» Given entries:
####
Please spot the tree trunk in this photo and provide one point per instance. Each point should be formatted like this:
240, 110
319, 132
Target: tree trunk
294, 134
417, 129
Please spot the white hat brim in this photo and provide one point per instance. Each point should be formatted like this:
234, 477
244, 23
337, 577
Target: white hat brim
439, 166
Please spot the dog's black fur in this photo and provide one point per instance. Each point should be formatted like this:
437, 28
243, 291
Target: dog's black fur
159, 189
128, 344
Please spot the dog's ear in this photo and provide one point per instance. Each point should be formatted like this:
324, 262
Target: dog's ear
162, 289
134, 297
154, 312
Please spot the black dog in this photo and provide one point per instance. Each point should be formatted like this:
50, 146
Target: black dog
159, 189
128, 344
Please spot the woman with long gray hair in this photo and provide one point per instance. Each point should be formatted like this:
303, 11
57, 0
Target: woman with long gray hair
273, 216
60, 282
####
» Task prompt:
The answer is all of the material, given again exactly.

» Answer section:
Please spot the tree trunk in this photo and provide one point per instance. Each point should be formatted like this:
240, 110
319, 132
Target: tree trunk
294, 134
417, 129
Please spot the white hat brim in this photo and provide one point per instance. Each point should be formatted like this:
234, 477
244, 23
337, 577
Target: white hat brim
439, 166
Please spot the dog's black fur in this photo and provide one point per instance. Each point should be formatted like this:
437, 28
243, 291
Target: dog's black fur
159, 189
128, 344
Please spot the dog's ear in this photo and provide one point per instance. Each point should be formatted like this:
324, 262
Target: dog's ear
162, 289
134, 297
154, 312
Please spot the black dog in this photo and provide one point per instance. Each point should be formatted like this:
50, 146
Target: black dog
159, 189
128, 344
Please spot the woman with long gray hair in this photo and provide one point per instance. Each point should be formatted like this:
303, 11
57, 0
Target: woman with long gray hair
273, 216
60, 282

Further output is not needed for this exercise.